■ What is needed
Set out the records as a numbered list with blank lines omitted, starting at the very beginning of the records and ending at the line that contains "Prompt: golden niche decoration", both included.

■ Rows
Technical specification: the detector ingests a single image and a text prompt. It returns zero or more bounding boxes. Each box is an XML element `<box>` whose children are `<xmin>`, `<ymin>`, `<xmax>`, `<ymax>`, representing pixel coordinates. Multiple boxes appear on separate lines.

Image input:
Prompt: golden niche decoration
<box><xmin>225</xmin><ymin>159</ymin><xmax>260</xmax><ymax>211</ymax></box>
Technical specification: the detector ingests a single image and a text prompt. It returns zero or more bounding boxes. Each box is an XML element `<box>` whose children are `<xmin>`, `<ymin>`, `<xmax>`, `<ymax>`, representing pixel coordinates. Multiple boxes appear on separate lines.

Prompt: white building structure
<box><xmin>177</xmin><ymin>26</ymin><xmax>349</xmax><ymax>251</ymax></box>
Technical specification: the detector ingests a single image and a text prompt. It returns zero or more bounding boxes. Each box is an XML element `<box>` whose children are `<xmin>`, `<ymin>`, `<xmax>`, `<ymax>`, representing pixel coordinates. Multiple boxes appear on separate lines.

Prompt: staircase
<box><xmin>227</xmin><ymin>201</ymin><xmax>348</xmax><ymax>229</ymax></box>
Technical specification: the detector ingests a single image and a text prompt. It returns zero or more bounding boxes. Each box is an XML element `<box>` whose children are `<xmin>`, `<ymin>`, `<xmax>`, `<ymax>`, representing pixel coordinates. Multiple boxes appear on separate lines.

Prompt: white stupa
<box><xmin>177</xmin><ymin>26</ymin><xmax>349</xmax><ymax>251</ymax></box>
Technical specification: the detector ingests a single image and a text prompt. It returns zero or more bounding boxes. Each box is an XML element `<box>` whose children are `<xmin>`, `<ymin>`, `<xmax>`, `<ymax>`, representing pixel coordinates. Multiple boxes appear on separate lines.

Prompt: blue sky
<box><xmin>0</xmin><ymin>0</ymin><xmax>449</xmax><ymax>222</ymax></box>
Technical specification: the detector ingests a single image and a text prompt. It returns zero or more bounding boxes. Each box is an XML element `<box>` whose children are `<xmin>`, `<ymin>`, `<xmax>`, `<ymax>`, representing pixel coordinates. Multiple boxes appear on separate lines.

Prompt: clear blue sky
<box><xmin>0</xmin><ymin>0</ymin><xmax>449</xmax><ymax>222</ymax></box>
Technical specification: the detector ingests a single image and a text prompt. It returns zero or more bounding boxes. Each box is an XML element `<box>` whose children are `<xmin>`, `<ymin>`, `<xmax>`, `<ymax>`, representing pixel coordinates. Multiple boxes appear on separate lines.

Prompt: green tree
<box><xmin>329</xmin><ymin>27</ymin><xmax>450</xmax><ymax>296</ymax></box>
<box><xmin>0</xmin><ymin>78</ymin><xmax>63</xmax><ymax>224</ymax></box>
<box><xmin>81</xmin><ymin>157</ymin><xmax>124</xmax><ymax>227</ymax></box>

■ Solved exercise
1. Technical specification: the detector ingests a single image and a text prompt. It returns zero or more bounding boxes. Each box is an XML element `<box>` whose children are `<xmin>`, `<ymin>`, `<xmax>`, `<ymax>`, representing pixel coordinates. Multiple boxes appear on separate lines.
2. Image input:
3. Prompt: golden niche decoration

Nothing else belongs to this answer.